Teks Bacaan —
※ ※ ※
REPUBLIKA.CO.ID,JAKARTA -- Kerajaan Arab Saudi telah menetapkan membuka kembali umroh secara bertahap. Untuk umat Muslim internasional, Saudi membuka diri pada tahap ketiga, 1 November 2020.
Pengamat Haji dan Umroh, Ade Marfuddin, menyebut pemerintah maupun Penyelenggara Perjalanan Ibadah Umroh (PPIU) harus menyiapkan jamaah dengan sebaik-baiknya.
"Indonesia sampai saat ini di mata dunia masih menjadi negara yang belum bisa mengatasi persoalan Covid-19. Angka trennya terus mengalami kenaikan. Hal ini jangan sampai nanti menimbulkan penolakan dari negara yang dilalui," ujar Ade saat dihubungi Republika belum lama ini.
Ia mengingatkan, beberapa penerbangan dari Indonesia harus menjalani transit di negara lain sebelum sampai di Arab Saudi. Dengan kondisi ini, kehati-hatian dari negara transit perlu diperhatikan.
Pertimbangan matang dari Pemerintah Indonesia wajib diberikan, utamanya dalam hal kesehatan dan keselamatan jamaah. Ade menilai hal tersebut lebih krusial dibandingkan mengejar hal yang "masih berbahaya".
"Bahaya ini bisa jadi di dalam negeri atau selama perjalanan. Di Saudi mungkin kondisi sudah mulai 'normal', tapi dari Indonesia dikhawatirkan membawa atau carrier," lanjutnya.
※ ※ ※
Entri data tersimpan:

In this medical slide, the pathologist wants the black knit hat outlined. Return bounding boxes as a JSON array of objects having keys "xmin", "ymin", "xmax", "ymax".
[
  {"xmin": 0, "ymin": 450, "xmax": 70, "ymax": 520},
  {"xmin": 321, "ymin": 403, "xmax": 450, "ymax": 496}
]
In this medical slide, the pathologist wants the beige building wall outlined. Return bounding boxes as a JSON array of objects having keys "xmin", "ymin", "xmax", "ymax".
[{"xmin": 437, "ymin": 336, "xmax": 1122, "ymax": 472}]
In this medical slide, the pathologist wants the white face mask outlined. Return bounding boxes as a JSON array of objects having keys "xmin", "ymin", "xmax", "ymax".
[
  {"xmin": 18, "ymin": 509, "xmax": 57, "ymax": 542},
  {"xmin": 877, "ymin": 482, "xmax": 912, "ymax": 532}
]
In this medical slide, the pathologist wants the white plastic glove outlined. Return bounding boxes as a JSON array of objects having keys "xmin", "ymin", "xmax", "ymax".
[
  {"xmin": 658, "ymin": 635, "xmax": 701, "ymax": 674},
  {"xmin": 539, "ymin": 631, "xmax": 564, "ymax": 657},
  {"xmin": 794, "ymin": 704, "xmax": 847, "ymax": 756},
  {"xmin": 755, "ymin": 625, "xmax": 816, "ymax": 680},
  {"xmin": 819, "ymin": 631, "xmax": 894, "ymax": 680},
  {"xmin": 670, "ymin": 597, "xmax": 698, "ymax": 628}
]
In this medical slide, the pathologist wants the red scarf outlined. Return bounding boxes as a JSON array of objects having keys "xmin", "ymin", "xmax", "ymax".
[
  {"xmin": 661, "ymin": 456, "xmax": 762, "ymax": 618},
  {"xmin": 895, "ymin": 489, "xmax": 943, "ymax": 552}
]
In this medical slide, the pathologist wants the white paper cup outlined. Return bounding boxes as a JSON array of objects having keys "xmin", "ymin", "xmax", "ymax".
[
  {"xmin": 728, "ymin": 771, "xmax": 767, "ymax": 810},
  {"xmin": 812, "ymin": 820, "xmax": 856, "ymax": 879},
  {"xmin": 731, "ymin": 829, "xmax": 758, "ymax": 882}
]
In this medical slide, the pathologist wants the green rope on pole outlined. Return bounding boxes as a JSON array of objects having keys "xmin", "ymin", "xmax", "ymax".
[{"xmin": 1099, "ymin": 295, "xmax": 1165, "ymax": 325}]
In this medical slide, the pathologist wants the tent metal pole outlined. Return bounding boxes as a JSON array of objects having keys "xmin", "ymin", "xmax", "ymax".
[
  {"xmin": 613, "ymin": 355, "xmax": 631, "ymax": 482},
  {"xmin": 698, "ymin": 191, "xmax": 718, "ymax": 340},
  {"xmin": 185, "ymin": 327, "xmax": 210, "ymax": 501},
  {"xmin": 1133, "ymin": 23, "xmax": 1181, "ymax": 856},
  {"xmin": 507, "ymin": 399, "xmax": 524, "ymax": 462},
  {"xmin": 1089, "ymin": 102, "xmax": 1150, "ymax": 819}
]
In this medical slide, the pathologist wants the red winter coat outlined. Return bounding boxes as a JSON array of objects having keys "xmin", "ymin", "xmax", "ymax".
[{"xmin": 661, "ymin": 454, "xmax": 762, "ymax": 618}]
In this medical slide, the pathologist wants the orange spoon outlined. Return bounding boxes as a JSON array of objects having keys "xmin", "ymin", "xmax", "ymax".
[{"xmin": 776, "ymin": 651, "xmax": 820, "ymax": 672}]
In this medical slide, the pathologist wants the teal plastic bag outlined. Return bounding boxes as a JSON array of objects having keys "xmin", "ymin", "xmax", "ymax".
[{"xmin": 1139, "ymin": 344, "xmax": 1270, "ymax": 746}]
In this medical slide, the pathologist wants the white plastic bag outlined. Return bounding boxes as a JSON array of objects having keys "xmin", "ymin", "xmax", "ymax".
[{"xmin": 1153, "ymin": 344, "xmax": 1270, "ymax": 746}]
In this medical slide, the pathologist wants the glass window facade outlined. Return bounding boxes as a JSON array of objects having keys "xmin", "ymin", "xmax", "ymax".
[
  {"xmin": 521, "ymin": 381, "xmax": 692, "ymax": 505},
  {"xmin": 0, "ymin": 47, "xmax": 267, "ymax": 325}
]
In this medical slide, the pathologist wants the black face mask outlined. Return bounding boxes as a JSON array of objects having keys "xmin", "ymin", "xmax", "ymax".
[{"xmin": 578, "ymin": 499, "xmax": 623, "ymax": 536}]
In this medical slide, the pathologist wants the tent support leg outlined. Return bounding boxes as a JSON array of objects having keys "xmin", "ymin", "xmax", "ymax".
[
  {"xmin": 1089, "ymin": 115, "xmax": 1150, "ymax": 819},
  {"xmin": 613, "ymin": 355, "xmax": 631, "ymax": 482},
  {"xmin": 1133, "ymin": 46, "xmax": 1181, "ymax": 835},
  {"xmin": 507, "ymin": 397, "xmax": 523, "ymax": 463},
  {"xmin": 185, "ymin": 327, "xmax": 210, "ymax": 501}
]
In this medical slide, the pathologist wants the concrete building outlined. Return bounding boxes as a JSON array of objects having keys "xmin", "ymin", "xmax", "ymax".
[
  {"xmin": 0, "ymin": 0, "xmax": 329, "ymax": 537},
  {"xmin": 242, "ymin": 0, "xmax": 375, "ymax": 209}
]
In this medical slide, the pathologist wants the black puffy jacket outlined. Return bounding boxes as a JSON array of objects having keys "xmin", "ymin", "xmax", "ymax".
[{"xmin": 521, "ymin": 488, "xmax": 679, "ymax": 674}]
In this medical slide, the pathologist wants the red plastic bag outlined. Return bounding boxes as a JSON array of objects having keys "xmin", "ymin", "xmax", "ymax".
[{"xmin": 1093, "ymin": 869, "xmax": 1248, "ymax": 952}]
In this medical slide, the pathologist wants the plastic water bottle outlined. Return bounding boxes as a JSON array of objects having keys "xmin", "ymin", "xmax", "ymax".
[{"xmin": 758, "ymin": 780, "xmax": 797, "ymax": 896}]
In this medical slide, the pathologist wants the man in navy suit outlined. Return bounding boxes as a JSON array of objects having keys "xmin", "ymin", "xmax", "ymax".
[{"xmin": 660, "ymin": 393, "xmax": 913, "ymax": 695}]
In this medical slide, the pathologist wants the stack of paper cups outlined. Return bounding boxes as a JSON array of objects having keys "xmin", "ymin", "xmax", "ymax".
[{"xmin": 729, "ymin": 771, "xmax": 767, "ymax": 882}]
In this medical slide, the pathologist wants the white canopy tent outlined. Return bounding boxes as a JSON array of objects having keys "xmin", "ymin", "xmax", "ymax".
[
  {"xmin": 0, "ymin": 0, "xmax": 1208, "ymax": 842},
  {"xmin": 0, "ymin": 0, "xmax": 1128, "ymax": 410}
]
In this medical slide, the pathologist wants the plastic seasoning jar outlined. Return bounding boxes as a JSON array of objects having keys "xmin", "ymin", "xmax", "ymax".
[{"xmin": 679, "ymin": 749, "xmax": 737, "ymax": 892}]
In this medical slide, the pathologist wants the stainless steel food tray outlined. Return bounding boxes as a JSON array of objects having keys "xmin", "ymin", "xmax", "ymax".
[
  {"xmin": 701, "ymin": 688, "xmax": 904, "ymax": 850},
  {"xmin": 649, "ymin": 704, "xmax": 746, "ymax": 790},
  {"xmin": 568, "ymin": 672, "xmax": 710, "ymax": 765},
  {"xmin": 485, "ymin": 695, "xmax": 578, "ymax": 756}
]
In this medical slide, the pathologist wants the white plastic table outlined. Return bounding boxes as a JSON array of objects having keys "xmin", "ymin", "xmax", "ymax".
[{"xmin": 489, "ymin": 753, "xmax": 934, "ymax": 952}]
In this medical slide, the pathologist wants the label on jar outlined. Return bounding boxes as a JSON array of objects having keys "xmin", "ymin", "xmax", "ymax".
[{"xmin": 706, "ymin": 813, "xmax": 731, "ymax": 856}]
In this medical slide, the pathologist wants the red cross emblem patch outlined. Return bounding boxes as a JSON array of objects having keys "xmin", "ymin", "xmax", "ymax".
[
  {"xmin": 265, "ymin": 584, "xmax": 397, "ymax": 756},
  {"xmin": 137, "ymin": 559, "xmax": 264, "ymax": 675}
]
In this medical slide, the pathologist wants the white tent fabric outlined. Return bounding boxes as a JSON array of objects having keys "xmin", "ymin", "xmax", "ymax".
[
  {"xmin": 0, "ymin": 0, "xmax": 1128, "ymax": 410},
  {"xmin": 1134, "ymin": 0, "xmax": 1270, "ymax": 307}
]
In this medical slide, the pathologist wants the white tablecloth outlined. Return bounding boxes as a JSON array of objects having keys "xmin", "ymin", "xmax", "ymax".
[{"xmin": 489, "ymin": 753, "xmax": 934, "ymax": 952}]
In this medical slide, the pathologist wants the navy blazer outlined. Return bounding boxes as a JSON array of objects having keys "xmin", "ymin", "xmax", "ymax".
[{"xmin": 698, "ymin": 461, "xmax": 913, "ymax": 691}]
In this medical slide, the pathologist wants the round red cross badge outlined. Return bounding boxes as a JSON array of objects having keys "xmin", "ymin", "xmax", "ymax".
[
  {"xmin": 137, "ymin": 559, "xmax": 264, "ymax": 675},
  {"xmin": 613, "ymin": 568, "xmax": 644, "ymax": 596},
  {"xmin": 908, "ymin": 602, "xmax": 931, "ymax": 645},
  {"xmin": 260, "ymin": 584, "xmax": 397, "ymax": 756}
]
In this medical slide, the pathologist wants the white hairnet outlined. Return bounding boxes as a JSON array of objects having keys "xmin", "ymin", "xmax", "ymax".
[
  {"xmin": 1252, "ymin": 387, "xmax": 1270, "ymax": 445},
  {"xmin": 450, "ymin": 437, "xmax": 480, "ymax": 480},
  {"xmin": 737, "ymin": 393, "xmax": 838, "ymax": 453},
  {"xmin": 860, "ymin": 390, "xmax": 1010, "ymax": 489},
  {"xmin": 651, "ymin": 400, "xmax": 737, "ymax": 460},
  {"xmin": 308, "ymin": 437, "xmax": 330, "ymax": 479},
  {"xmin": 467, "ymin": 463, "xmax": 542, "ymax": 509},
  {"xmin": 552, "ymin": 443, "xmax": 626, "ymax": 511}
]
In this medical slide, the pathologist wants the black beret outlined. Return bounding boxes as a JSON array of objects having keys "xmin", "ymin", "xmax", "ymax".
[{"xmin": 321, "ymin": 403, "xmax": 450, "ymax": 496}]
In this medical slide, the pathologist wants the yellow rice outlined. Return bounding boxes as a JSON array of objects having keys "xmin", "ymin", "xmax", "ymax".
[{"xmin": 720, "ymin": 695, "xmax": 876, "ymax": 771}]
※ ※ ※
Petunjuk Pengerjaan —
1. Tentukan apakah setiap pernyataan berikut sesuai dengan teks tentang pembukaan kembali umroh. Jawab ya atau tidak, lalu kutip kata-kata dalam teks yang menjadi dasar jawabanmu.
(a) Arab Saudi membuka umroh bagi umat Muslim internasional pada tahap ketiga, 1 November 2020.
(b) Menurut Ade Marfuddin, angka tren Covid-19 di Indonesia terus menurun.
(c) Semua penerbangan dari Indonesia menuju Arab Saudi tanpa transit di negara lain.
2. Tuliskan semua kalimat utuh yang diucapkan Ade Marfuddin dan diapit tanda petik dalam teks tentang pembukaan kembali umroh.
3. Lanjutkan teks tentang pembukaan kembali umroh, mulai setelah kalimat terakhirnya.

Kunci Jawaban —
1.
(a) Ya: "Untuk umat Muslim internasional, Saudi membuka diri pada tahap ketiga, 1 November 2020."
(b) Tidak: "Angka trennya terus mengalami kenaikan."
(c) Tidak: "beberapa penerbangan dari Indonesia harus menjalani transit di negara lain sebelum sampai di Arab Saudi."

2.
1. Indonesia sampai saat ini di mata dunia masih menjadi negara yang belum bisa mengatasi persoalan Covid-19.
2. Angka trennya terus mengalami kenaikan.
3. Hal ini jangan sampai nanti menimbulkan penolakan dari negara yang dilalui.
4. Bahaya ini bisa jadi di dalam negeri atau selama perjalanan.
5. Di Saudi mungkin kondisi sudah mulai 'normal', tapi dari Indonesia dikhawatirkan membawa atau carrier.

3.
Kalaupun Indonesia berencana tetap memberangkatkan jamaah, Ade menilai perlu dilakukan sejumlah pembatasan. Pembatasan bisa berupa pengurangan jumlah jamaah yang berangkat dengan mempertimbangkan umur rentan risiko Covid-19.
Protokol kesehatan juga harus betul-betul diperhatikan. Proteksi diri maksimal wajib dimiliki selama rentang ibadah umroh yang berjalan tujuh hingga 12 hari.
Dari sisi PPIU, diharap dapat memberikan pengertian dan edukasi bagi jamaahnya. Bagaimana cara menjaga diri, memperhatikan kesehatan, sembari tetap khusu' beribadah.
"Harus diberi informasi bahwa ada kemungkinan pengurangan jamaah dalam satu rombongan. Satu bus tidak lagi bisa menampung 45 orang," kata dia.
Perihal jika nantinya ada pembatasan kuota jamaah umroh, Ade menilai hal tersebut harus dibicarakan bersama antara empat asosiasi perjalanan. Pembagian harus dilakukan secara merata, mengingat saat ini bukan lagi waktunya mengejar keuntungan.
Selama hampir tujuh bulan tanpa keberangkatan, bisa dipastikan antrian keberangkatan menjadi sangat panjang. Jamaah umroh yang sudah mendaftar terlebih dahulu, hendaknya diberikan porsi dan diberangkatkan di awal.
PPIU di Indonesia jumlahnya disebut mencapai 1200an. Jamaah umrah normal dari Indonesia sendiri 850.000 permusim, dengan kisaran sebulan hampir 100.000 jamaah. Perharinya, Ade memprediksikan Indonesia memberangkatkan 3.000 hingga 5.000 jamaah.
Di hubungi terpisah, Konjen RI Jeddah, Eko Hartono, menyebut belum mengetahui perihal adanya pembatasan kuota bagi jamaah umroh internasional. Meski demikian, sebelumnya ia mengonfirmasi jika pelaksanaan umroh akan dilakukan secara bertahap.
"Saya belum ada informasi. Di sini tertutup sekali. Nanti tiba-tiba sudah ada keputusan," kata dia.
Ia menyebut, tidak semua orang berani untuk memberikan informasi terkait kebijakan yang akan dibuat. Meski bertemu dengan Wakil Menteri Haji dan Umrah Saudi, bukan berarti informasi bisa didapatkan saat itu juga.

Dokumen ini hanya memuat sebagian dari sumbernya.